--- EXCERPT ---

Thanks Keith I'll add those to the copout list.

BTW SSB is probably 30 or 40 years old.


SSB first showed up in the ham bands in 1934. AT&T had SSB running
around ten years before hams did.


However, the AT&T operations were fixed-frequency LF systems (5000
meters). HF SSB was not used by the telephone folks until the '30s,
when about a half-dozen systems were put in service.

One of the reasons AT&T went with SSB for the LF transatlantic
telephone was antenna bandwidth. A 6 kHz wide AM channel at 60 kHz
involves an antenna bandwidth of 10%.

Hmmm...self-funded basement-workshop hams were less than 10 years
behind AT&T and its nearly-unlimited resources...

Next year will mark the 70th
anniversary of ham SSB. Gawd I love these "new, modern modes" like SSB
which make Morse such an artifact mode . . .


Yup - and the theoretical background for SSB goes back even further.
Truly an antique mode.

Here's a timeline:

1910 - G.A. Cambell (of AT&T) develops LC filters suitable for SSB in
the LF
range.

--- DATA ENTRIES ---

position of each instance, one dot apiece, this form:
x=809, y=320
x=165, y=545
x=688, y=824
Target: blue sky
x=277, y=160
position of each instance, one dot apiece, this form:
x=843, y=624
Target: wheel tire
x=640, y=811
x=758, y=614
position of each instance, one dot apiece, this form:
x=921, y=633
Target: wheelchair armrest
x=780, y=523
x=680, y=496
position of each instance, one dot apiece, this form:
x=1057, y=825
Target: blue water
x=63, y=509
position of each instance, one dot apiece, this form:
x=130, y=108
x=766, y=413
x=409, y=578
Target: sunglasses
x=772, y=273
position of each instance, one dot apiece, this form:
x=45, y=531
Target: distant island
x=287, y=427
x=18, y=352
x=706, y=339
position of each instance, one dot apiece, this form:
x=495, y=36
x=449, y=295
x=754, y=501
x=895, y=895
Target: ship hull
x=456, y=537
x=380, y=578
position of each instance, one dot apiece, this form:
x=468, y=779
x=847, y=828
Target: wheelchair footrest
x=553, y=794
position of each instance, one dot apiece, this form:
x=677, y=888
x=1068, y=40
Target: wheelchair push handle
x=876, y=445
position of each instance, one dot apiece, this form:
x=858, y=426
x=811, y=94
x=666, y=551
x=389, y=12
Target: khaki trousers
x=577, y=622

---
--- DATA ENTRIES ---

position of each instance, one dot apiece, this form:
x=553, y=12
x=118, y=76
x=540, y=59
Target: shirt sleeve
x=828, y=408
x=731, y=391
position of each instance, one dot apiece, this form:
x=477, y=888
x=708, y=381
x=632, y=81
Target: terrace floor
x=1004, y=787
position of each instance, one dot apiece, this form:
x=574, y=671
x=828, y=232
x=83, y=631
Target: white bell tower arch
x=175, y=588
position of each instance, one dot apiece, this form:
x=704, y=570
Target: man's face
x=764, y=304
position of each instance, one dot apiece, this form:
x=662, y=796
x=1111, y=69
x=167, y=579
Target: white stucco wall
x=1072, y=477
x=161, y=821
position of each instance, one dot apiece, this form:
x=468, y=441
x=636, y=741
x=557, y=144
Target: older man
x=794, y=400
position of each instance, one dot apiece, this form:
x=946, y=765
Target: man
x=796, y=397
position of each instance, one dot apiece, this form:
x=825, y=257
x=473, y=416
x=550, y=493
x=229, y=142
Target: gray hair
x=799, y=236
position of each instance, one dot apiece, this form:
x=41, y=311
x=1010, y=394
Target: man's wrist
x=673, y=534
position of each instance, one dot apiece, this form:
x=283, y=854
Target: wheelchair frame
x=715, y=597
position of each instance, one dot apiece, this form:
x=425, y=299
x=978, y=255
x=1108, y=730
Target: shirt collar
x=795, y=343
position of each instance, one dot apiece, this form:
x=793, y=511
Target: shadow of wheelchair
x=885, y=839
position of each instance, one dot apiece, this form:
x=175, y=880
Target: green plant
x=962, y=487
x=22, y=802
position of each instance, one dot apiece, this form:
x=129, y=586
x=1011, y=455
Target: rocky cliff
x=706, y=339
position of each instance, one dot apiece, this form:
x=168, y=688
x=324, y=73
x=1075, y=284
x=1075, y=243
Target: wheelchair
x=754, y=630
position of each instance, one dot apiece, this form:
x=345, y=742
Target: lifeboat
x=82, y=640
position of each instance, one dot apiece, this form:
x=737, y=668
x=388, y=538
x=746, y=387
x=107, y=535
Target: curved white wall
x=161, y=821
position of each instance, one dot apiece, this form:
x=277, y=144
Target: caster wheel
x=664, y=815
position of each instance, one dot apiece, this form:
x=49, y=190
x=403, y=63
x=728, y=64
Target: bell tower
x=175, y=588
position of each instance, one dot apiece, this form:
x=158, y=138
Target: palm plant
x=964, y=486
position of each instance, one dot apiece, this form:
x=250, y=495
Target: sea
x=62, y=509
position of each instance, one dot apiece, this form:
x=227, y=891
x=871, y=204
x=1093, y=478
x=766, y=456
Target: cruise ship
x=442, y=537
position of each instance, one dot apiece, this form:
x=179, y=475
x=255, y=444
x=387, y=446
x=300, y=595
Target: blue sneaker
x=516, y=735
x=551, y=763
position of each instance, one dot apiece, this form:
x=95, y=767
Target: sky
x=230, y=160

---

TO DO:
A: Quote the passage from the single-sideband history discussion, starting at "One of the reasons" and ending at "its nearly-unlimited resources...".
B: Write what comes next in the discussion of single-sideband history.

PER-TASK ANSWERS:
A:
One of the reasons AT&T went with SSB for the LF transatlantic
telephone was antenna bandwidth. A 6 kHz wide AM channel at 60 kHz
involves an antenna bandwidth of 10%.

Hmmm...self-funded basement-workshop hams were less than 10 years
behind AT&T and its nearly-unlimited resources...

B:
1914 - G.R Eglund (of Western Electric) sketches geometric
relationship of
carrier and sidebands.

1915 - J.R Carson (of Western Electric) describes mathematical
foundation of
modulation and shows the theoretical advantages of SSB suppressed
carrier
transmission.

1915 - Carson files for patent on SSB.

1917 - Experimental 3 channel SSB telephone carrier system installed
between
Maumee Ohio and South Bend, Indiana.

1918 - "Type A" SSB telephone carrier system installed between
Pittsburgh PA
and Baltimore MD. Four channels using LSB between 5 and 25 kHz. Type A
was the
first nonexperimental commercial use of SSB, and eventually seven Type
A
systems were installed, remaining in service until the 1940s

1923 - Experimental one-way LSB 60 kHz radio system demonstrated
between Rocky Point, L.I.,(New York), and London. Many of the
components, including tubes, for this system were developed by Western
Electric.

1927 - Regular transatlantic telephone service using 60 kHz LSB put in
service.
Transmitting stations at Rocky Point and Rugby, England. Receiving
stations at
Houlton, Maine and Cupar, Scotland. A three-minute call cost $75.

1932 - Carsons's SSB patent granted (17 years after filing).

1933 - Robert Moore, W6DEI, puts an amateur station on 75 meter LSB.
This
station was later described in detail in R/9 magazine. It used LC
filtering at
10 kHz to generate the SSB signal, followed by conversion to 200 kHz
and 3950
kHz.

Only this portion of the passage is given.